Some records:
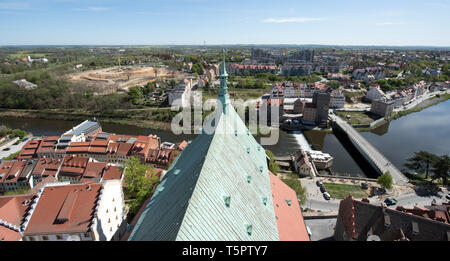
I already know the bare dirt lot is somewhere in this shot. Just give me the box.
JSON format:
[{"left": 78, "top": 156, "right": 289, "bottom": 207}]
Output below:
[{"left": 66, "top": 66, "right": 182, "bottom": 94}]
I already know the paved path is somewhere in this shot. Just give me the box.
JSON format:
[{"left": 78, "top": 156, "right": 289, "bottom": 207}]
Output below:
[
  {"left": 0, "top": 141, "right": 27, "bottom": 160},
  {"left": 305, "top": 218, "right": 336, "bottom": 241}
]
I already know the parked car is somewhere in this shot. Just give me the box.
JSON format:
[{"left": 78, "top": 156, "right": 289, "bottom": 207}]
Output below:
[{"left": 384, "top": 198, "right": 398, "bottom": 206}]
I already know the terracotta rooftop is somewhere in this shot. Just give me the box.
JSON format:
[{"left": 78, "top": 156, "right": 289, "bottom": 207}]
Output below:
[
  {"left": 102, "top": 166, "right": 123, "bottom": 180},
  {"left": 24, "top": 183, "right": 102, "bottom": 235},
  {"left": 269, "top": 172, "right": 310, "bottom": 241},
  {"left": 59, "top": 155, "right": 89, "bottom": 176},
  {"left": 31, "top": 158, "right": 62, "bottom": 177}
]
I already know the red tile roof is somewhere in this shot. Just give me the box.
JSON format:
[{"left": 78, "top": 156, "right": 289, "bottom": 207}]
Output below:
[
  {"left": 269, "top": 172, "right": 310, "bottom": 241},
  {"left": 0, "top": 195, "right": 34, "bottom": 226},
  {"left": 102, "top": 166, "right": 123, "bottom": 180},
  {"left": 24, "top": 183, "right": 102, "bottom": 236}
]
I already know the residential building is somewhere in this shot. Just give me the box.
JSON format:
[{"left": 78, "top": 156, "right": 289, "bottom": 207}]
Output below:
[
  {"left": 227, "top": 63, "right": 278, "bottom": 76},
  {"left": 0, "top": 160, "right": 36, "bottom": 193},
  {"left": 23, "top": 180, "right": 126, "bottom": 241},
  {"left": 128, "top": 55, "right": 308, "bottom": 241},
  {"left": 269, "top": 171, "right": 310, "bottom": 241},
  {"left": 167, "top": 79, "right": 192, "bottom": 108},
  {"left": 330, "top": 90, "right": 345, "bottom": 109},
  {"left": 303, "top": 102, "right": 317, "bottom": 125},
  {"left": 283, "top": 98, "right": 304, "bottom": 114},
  {"left": 352, "top": 67, "right": 386, "bottom": 83},
  {"left": 366, "top": 84, "right": 386, "bottom": 101},
  {"left": 334, "top": 196, "right": 450, "bottom": 241},
  {"left": 313, "top": 92, "right": 331, "bottom": 127},
  {"left": 0, "top": 194, "right": 34, "bottom": 241},
  {"left": 370, "top": 100, "right": 395, "bottom": 118}
]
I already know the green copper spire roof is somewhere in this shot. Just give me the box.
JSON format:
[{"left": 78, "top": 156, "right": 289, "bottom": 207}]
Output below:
[{"left": 219, "top": 51, "right": 230, "bottom": 113}]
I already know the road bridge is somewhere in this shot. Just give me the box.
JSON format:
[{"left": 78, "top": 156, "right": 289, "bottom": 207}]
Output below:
[{"left": 330, "top": 115, "right": 408, "bottom": 185}]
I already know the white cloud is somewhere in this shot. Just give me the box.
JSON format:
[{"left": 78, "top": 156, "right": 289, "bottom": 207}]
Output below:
[
  {"left": 0, "top": 2, "right": 30, "bottom": 10},
  {"left": 262, "top": 17, "right": 325, "bottom": 23},
  {"left": 73, "top": 6, "right": 109, "bottom": 11},
  {"left": 376, "top": 22, "right": 406, "bottom": 25}
]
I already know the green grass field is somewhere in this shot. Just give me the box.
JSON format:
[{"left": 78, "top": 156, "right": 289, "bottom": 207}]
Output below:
[{"left": 323, "top": 183, "right": 367, "bottom": 199}]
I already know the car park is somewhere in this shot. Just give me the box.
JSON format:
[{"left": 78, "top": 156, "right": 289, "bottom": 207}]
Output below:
[{"left": 384, "top": 198, "right": 398, "bottom": 206}]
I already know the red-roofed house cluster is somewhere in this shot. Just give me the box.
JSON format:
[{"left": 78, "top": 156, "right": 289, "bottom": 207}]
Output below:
[
  {"left": 0, "top": 180, "right": 127, "bottom": 241},
  {"left": 334, "top": 196, "right": 450, "bottom": 241},
  {"left": 0, "top": 121, "right": 187, "bottom": 193}
]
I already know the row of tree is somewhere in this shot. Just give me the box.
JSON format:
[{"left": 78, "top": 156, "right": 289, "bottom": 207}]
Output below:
[{"left": 405, "top": 151, "right": 450, "bottom": 185}]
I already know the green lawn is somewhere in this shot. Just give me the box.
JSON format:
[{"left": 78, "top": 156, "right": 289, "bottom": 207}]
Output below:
[
  {"left": 323, "top": 183, "right": 367, "bottom": 199},
  {"left": 9, "top": 51, "right": 45, "bottom": 59}
]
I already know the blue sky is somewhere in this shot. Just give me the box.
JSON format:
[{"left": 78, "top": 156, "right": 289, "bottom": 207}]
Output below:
[{"left": 0, "top": 0, "right": 450, "bottom": 46}]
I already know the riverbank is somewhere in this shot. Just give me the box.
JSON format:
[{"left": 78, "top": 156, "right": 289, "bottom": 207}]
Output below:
[
  {"left": 0, "top": 106, "right": 172, "bottom": 131},
  {"left": 387, "top": 93, "right": 450, "bottom": 121},
  {"left": 328, "top": 93, "right": 450, "bottom": 133}
]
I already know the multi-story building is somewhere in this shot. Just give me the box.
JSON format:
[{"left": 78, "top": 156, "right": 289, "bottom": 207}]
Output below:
[
  {"left": 22, "top": 180, "right": 126, "bottom": 241},
  {"left": 0, "top": 160, "right": 36, "bottom": 193},
  {"left": 313, "top": 92, "right": 331, "bottom": 127},
  {"left": 334, "top": 196, "right": 450, "bottom": 241},
  {"left": 128, "top": 55, "right": 309, "bottom": 241},
  {"left": 352, "top": 67, "right": 386, "bottom": 83},
  {"left": 330, "top": 90, "right": 345, "bottom": 109},
  {"left": 167, "top": 79, "right": 192, "bottom": 108},
  {"left": 303, "top": 102, "right": 317, "bottom": 124},
  {"left": 366, "top": 84, "right": 386, "bottom": 101},
  {"left": 370, "top": 100, "right": 395, "bottom": 118},
  {"left": 227, "top": 63, "right": 278, "bottom": 76}
]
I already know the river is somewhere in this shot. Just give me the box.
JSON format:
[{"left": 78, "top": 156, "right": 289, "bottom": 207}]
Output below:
[{"left": 0, "top": 100, "right": 450, "bottom": 177}]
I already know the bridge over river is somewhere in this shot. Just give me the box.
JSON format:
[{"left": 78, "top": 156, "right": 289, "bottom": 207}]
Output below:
[{"left": 330, "top": 115, "right": 408, "bottom": 185}]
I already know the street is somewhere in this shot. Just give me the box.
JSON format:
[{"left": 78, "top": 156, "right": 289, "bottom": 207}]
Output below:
[{"left": 0, "top": 141, "right": 27, "bottom": 160}]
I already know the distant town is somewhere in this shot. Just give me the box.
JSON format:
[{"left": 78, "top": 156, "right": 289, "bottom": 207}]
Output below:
[{"left": 0, "top": 44, "right": 450, "bottom": 241}]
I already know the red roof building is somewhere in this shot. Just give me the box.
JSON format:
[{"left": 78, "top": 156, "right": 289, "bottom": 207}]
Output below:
[
  {"left": 24, "top": 184, "right": 102, "bottom": 236},
  {"left": 269, "top": 172, "right": 310, "bottom": 241},
  {"left": 0, "top": 195, "right": 34, "bottom": 241}
]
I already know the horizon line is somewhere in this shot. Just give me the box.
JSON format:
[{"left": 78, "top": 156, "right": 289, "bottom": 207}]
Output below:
[{"left": 0, "top": 43, "right": 450, "bottom": 48}]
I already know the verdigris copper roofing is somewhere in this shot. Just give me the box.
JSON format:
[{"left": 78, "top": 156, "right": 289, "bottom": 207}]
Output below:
[{"left": 129, "top": 55, "right": 279, "bottom": 241}]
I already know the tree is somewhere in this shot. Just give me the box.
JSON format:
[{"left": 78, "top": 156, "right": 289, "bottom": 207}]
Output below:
[
  {"left": 432, "top": 155, "right": 450, "bottom": 185},
  {"left": 266, "top": 150, "right": 280, "bottom": 174},
  {"left": 377, "top": 171, "right": 393, "bottom": 189},
  {"left": 405, "top": 151, "right": 439, "bottom": 179},
  {"left": 124, "top": 157, "right": 159, "bottom": 214}
]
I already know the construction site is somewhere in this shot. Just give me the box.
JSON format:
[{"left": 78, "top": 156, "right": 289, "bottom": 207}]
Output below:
[{"left": 65, "top": 66, "right": 183, "bottom": 94}]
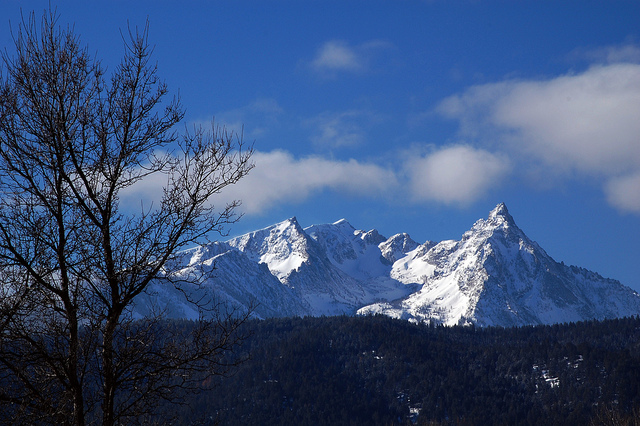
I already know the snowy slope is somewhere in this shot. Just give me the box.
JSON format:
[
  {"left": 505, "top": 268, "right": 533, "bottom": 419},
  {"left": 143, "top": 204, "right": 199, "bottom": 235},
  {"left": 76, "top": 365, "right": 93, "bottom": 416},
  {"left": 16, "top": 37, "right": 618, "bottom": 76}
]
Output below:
[
  {"left": 144, "top": 204, "right": 640, "bottom": 326},
  {"left": 359, "top": 204, "right": 640, "bottom": 326}
]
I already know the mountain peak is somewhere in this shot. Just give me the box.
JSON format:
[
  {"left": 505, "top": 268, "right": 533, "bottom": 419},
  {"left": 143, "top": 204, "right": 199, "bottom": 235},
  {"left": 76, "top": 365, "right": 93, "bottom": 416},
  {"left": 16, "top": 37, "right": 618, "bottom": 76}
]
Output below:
[{"left": 489, "top": 203, "right": 515, "bottom": 223}]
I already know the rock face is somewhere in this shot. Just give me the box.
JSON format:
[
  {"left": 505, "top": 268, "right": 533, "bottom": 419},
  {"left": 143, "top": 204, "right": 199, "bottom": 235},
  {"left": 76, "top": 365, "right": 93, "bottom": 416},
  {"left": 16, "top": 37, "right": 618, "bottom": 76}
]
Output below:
[{"left": 140, "top": 204, "right": 640, "bottom": 326}]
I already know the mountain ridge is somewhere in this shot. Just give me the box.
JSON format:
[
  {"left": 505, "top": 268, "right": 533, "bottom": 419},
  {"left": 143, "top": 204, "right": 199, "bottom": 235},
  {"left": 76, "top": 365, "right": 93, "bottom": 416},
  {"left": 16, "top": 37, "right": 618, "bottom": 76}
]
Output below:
[{"left": 144, "top": 203, "right": 640, "bottom": 326}]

= EXERCISE GOAL =
With the line containing "I already know the mountain peak" as the first and the last line of the records as the final one, print exactly the lines in that span.

= EXERCISE RESULT =
I already know the mountain peak is somewhere in this shot. Just give me the box.
JSON format:
[
  {"left": 505, "top": 268, "right": 533, "bottom": 419},
  {"left": 143, "top": 204, "right": 199, "bottom": 235},
  {"left": 76, "top": 365, "right": 93, "bottom": 416},
  {"left": 16, "top": 37, "right": 618, "bottom": 76}
]
Output below:
[{"left": 489, "top": 203, "right": 515, "bottom": 223}]
I already know the rock face is somewhere in this shot. Just give me the box.
JSON format:
[
  {"left": 505, "top": 268, "right": 533, "bottom": 419},
  {"left": 143, "top": 204, "right": 199, "bottom": 235},
  {"left": 76, "top": 365, "right": 93, "bottom": 416},
  {"left": 16, "top": 37, "right": 618, "bottom": 76}
]
Output below:
[{"left": 140, "top": 204, "right": 640, "bottom": 326}]
I already know the mountain ridge is somewhere in this shot. Just give me the box.
JSON format:
[
  {"left": 505, "top": 268, "right": 533, "bottom": 419},
  {"left": 143, "top": 204, "right": 199, "bottom": 235},
  {"left": 76, "top": 365, "right": 93, "bottom": 416},
  {"left": 16, "top": 37, "right": 618, "bottom": 76}
]
Output below:
[{"left": 144, "top": 203, "right": 640, "bottom": 326}]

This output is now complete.